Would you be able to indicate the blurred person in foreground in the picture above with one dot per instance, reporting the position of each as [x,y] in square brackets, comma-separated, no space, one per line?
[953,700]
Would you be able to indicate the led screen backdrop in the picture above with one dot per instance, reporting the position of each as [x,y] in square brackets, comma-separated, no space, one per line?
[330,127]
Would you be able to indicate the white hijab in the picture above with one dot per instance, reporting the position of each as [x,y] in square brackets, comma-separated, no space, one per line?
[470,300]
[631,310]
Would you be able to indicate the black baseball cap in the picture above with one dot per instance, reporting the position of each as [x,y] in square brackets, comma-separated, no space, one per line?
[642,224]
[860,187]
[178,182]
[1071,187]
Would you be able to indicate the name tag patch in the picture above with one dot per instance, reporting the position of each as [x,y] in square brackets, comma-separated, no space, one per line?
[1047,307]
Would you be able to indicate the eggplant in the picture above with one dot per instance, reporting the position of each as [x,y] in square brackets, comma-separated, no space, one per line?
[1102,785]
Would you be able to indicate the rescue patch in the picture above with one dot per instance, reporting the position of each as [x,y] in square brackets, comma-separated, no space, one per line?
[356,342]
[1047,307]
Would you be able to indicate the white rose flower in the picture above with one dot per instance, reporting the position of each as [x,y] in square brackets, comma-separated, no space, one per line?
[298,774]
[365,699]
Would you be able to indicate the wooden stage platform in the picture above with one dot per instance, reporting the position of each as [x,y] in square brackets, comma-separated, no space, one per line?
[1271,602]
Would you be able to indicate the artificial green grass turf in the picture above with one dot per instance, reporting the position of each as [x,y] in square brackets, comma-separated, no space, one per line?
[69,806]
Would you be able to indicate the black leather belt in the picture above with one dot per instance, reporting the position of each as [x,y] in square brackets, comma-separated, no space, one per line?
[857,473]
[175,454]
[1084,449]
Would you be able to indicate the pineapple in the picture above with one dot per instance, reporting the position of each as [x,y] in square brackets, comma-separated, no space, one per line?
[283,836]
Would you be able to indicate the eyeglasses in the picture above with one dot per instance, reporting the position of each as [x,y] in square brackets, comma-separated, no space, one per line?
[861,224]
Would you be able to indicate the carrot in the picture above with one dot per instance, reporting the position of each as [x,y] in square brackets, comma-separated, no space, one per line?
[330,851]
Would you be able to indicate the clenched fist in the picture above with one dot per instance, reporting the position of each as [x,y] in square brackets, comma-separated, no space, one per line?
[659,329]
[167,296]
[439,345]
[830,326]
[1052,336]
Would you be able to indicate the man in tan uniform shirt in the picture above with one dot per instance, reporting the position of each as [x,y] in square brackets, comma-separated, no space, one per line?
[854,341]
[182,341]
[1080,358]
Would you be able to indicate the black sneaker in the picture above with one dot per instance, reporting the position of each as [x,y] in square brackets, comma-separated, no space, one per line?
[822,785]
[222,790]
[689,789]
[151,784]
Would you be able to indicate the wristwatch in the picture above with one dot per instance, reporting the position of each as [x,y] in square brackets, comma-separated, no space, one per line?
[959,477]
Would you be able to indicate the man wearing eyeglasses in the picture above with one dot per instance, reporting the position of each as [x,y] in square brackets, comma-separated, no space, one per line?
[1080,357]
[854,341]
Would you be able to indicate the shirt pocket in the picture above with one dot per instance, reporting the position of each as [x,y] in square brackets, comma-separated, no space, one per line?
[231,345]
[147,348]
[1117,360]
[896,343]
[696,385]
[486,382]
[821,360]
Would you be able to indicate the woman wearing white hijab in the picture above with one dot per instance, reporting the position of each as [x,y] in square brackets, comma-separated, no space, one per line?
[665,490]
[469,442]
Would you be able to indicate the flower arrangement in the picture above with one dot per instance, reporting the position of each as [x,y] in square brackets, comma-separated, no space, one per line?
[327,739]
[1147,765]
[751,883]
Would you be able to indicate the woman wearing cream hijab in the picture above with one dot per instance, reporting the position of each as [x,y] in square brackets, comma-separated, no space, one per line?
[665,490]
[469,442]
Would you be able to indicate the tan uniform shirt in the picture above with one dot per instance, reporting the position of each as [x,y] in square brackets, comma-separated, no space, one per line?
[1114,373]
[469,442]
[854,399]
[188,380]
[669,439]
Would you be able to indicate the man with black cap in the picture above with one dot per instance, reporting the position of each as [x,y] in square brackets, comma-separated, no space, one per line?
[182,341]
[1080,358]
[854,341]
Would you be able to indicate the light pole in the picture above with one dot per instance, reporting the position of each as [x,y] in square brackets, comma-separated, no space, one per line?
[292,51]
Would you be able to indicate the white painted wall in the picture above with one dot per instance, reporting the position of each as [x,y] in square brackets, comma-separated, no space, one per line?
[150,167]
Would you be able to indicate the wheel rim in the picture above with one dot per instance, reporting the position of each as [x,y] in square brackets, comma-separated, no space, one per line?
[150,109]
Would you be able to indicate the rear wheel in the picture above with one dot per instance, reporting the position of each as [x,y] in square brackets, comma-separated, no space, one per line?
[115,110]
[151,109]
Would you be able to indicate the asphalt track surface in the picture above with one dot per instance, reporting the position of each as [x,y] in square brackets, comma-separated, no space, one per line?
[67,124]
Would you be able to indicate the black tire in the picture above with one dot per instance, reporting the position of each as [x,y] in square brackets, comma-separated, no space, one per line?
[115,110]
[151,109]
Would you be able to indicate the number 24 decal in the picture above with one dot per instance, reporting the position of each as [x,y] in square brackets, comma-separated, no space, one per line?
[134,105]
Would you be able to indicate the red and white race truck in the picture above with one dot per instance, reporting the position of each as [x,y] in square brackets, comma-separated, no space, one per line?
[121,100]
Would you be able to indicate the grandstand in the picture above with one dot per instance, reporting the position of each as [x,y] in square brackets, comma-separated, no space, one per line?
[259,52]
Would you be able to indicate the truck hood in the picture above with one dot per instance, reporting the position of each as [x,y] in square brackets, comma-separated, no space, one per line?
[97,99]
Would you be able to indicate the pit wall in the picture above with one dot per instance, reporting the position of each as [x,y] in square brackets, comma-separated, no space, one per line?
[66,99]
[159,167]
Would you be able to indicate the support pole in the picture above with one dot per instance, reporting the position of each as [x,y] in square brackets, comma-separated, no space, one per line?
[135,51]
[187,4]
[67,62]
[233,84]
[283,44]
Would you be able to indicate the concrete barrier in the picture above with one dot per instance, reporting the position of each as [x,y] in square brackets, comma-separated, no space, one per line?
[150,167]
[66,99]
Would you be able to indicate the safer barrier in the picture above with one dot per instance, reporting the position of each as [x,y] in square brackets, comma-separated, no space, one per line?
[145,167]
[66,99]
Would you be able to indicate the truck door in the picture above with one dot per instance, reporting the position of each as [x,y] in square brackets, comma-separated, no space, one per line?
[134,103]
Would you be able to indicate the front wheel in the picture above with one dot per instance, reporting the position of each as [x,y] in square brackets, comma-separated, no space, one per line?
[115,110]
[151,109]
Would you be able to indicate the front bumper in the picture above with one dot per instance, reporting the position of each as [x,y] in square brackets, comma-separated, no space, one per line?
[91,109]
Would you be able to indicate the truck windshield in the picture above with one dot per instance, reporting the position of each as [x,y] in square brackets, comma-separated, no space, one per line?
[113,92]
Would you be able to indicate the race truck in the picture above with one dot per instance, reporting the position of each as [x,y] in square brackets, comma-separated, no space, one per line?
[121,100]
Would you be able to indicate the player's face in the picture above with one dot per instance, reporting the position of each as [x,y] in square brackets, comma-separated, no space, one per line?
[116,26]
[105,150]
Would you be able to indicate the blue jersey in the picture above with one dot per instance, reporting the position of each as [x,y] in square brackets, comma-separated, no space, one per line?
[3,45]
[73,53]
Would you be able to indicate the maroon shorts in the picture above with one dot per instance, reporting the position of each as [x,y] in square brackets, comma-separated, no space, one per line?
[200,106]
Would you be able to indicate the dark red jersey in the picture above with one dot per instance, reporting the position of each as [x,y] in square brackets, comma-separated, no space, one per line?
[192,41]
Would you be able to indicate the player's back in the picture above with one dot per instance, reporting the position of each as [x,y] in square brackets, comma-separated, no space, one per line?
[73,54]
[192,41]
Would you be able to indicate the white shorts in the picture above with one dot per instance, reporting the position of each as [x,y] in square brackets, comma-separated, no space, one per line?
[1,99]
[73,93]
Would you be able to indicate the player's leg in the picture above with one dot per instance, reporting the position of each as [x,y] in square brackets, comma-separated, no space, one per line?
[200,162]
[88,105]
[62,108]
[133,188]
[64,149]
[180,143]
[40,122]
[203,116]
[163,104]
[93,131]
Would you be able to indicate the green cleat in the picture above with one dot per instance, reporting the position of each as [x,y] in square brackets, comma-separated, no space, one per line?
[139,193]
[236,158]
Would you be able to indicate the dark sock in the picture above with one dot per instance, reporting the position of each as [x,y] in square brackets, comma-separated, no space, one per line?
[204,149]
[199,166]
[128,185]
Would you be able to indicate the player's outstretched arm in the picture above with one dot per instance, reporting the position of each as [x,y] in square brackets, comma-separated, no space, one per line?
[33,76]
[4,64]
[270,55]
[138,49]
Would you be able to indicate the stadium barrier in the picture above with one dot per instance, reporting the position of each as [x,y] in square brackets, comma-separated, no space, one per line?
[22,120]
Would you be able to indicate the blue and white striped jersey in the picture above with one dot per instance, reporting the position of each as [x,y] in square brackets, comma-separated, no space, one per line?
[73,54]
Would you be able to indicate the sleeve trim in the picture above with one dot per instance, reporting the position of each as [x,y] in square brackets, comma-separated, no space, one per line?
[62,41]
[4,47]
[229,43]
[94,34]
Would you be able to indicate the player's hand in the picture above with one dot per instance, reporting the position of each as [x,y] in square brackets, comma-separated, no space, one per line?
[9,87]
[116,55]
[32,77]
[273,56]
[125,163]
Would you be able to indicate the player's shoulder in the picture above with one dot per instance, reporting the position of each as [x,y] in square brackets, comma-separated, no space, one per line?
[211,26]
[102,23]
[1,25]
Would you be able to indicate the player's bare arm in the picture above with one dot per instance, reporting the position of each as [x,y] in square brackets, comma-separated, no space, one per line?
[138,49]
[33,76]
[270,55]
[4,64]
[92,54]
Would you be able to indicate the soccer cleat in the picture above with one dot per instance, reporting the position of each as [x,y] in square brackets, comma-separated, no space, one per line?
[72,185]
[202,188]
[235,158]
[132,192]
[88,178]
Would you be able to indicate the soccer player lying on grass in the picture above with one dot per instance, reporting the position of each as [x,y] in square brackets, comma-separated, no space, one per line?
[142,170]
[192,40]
_ _ _
### Task details
Only the lines from the one with "Would you be able to indicate the player's shoulder" through the end of the material are wanted; copy them exactly, both ends included.

### Exercise result
Would you be able to indicate the player's shoulder in the picture above with one dot per instance, reporting the position of each as [x,y] in square brackets, comma-separated, no space, one per line?
[211,26]
[102,23]
[1,25]
Would you be able to indicate the player's bare arm in the picture above with one dot per instance, reporting the position of each as [x,y] in square brackets, comma-separated, no space, one per line?
[138,49]
[33,76]
[270,55]
[4,64]
[92,54]
Would you be able to indicate the soccer cleat in the picture above with one dot per instance, reporting the position of each as [x,y] in square brackets, comma-separated, no space, one per line?
[72,185]
[202,188]
[235,158]
[132,192]
[88,178]
Would you be able to indicate the soccer player lying on grass in the picture above with one dot per instance, reporting the position of each as [x,y] in square brackets, comma-separated, no space, one per line?
[142,170]
[192,40]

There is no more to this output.